RECORDS FOR THE EXERCISE START

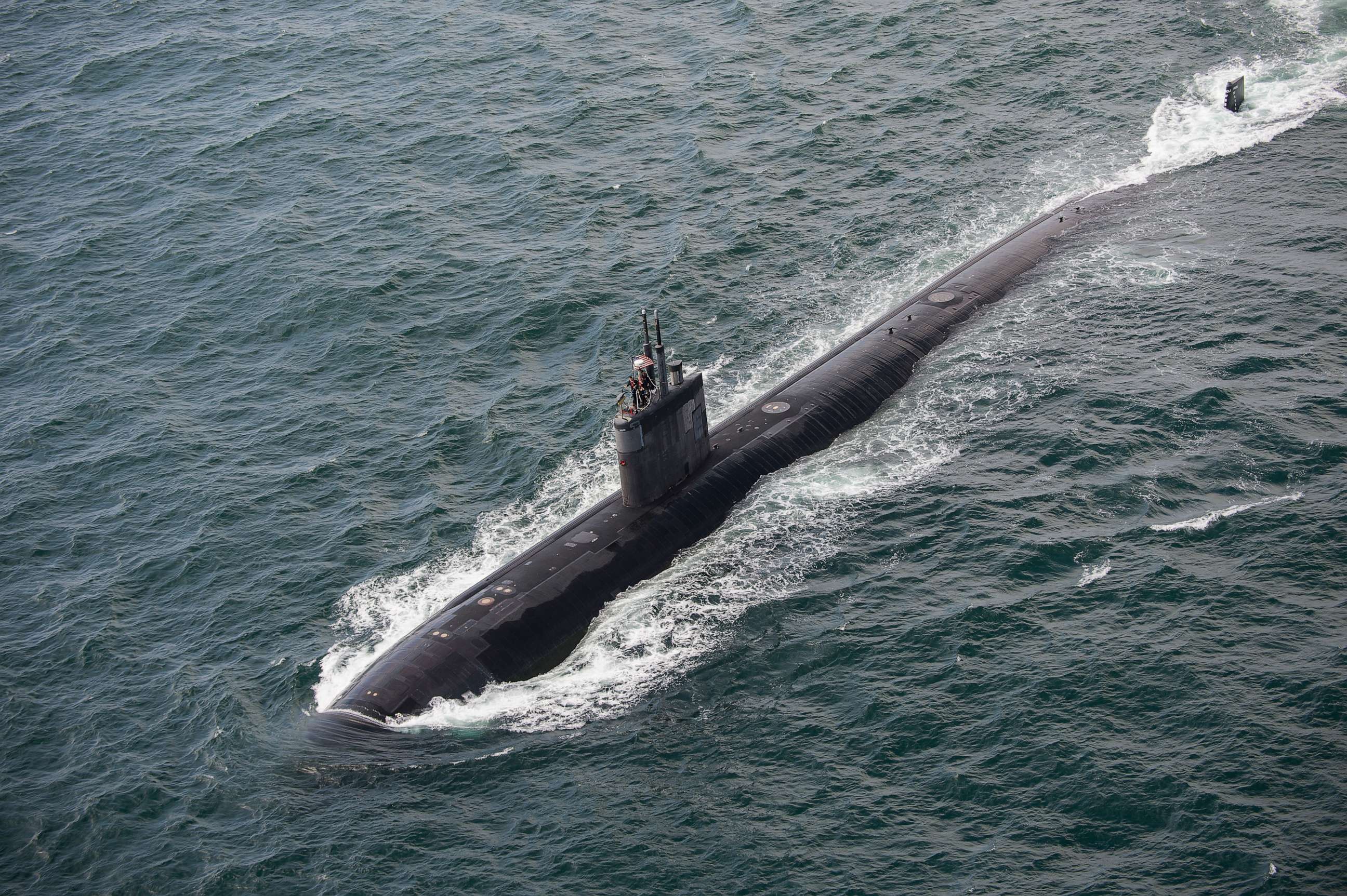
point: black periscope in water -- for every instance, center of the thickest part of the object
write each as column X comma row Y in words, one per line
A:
column 679, row 482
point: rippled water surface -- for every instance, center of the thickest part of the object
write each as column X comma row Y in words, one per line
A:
column 313, row 314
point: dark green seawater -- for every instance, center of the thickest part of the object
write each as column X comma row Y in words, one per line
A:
column 312, row 314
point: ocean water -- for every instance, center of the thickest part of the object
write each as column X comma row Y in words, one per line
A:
column 313, row 314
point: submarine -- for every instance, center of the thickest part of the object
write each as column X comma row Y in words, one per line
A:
column 679, row 480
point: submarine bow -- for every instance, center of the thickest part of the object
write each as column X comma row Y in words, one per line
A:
column 679, row 482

RECORDS FOR THE EXERCISE END

▶ _ASSIGNED TASK_
Collect every line with the string "thickest" from the records, and copy each.

▶ _ANSWER_
point: black periscope in water -- for every instance, center of the thickest part of the object
point: rippled water surface -- for every instance, center of the thickest part of the object
point: dark green seawater -- for every instance, center of the thickest part of the object
point: ocean water -- for every instance, center of the thickest part of the object
point: submarine -- for every instance, center of the thickest part of the object
point: submarine bow -- for every instance, center of the thickest part of the object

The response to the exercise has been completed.